▶ SCOPO DELL'ESERCIZIO
Nel testo sul capitalismo liberale e illiberale, elenca tutte le cose la cui proprietà resterebbe privata.

Dal capitalismo liberale al capitalismo illiberale?

 

La copertina del Time del 2 novembre 2020



Nel precedente articolo, dove sono stati ripresi molti temi già trattati nel blog, ho affermato che stiamo sperimentando “la forma terminale del liberalismo”, senza spiegare ulteriormente il concetto. Vale la pena di soffermarci su questo punto perché potrebbe aiutarci a capire cosa sta succedendo e cosa succederà all'economia mondiale nei prossimi mesi e anni, fermo restando che non è possibile vedere chiaramente nel futuro e nessuno può davvero dirigere a suo piacimento un sistema complesso come l'economia mondiale, nemmeno i “padroni del vapore” e del discorso.

Chiariamo innanzitutto che con “liberalismo” intendevo in modo particolare il liberalismo economico, ma non come sinonimo di “capitalismo”. I ripetuti shock all'economia mondiale generati dai lockdown potrebbero favorire profonde trasformazioni strutturali o addirittura una crisi mondiale del debito e quindi portare al great reset auspicato dal World Economic Forum. Questa distruzione creativa sarebbe in fondo una delle varie crisi che hanno permesso al capitalismo di sopravvivere, generalmente scaricando gran parte dei costi della riconversione sulla collettività. In particolare, il nuovo ordine economico dovrebbe prendere la forma di un “green (new) deal”, sostenuto da investimenti selettivi di fondi e banche centrali (come la BCE), disincentivi all'utilizzo di risorse non rinnovabili, inquinanti o non abbastanza “verdi” (ovvero tasse per tutti sulla plastica e sui carburanti fossili, spegnimento progressivo delle centrali nucleari per ora sostituite da quelle al carbone, ecc.) e interventi diretti degli stati o delle istituzioni sovranazionali come l'Unione Europea, tramite misure dal vago sapore socialista auspicate anche dai vertici della Chiesa Cattolica. Tuttavia, poiché la proprietà dei mezzi di produzione, delle banche e delle aziende strategiche resterebbe privata, il capitalismo non corre affatto il rischio di sparire a breve come temuto o vagheggiato da alcuni analisti.

(Righe tratte da un dataset)
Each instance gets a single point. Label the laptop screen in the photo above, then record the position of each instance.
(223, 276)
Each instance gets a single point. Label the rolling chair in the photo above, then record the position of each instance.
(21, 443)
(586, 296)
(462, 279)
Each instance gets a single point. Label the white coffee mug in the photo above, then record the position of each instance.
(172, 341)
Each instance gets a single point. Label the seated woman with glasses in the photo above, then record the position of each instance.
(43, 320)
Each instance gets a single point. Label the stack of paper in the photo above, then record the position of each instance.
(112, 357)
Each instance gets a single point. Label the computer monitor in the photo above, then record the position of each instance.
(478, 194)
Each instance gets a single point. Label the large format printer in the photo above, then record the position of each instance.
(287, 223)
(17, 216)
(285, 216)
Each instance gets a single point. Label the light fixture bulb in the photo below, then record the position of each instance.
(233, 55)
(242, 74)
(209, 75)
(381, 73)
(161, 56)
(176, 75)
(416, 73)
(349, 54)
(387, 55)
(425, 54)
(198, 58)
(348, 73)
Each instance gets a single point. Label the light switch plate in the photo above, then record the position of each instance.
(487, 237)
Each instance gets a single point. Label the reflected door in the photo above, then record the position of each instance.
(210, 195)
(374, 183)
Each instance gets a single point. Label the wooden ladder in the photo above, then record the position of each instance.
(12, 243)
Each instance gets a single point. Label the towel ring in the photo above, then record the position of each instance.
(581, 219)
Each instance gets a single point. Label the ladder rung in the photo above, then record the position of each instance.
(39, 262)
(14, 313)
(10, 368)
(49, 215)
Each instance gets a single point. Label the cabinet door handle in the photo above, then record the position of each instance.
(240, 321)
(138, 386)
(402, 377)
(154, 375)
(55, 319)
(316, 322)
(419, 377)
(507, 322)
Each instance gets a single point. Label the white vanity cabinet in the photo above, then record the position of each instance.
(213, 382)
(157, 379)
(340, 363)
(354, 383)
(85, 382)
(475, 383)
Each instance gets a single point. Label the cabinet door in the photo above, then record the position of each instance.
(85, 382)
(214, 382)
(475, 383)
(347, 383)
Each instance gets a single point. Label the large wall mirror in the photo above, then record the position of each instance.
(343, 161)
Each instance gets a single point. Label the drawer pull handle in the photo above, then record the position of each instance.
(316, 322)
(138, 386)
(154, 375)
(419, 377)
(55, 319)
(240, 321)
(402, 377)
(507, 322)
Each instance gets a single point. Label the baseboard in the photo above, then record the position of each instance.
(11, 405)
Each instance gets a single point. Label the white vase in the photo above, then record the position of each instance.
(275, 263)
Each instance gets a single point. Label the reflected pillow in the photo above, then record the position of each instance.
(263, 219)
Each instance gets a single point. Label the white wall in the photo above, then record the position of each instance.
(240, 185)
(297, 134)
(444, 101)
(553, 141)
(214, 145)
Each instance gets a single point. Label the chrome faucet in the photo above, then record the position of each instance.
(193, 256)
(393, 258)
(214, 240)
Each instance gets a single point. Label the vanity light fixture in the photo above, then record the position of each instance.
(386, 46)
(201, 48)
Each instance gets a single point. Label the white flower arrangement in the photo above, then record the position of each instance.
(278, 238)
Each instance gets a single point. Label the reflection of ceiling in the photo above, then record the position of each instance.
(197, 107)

▶ SOLUZIONE
I mezzi di produzione, le banche e le aziende strategiche.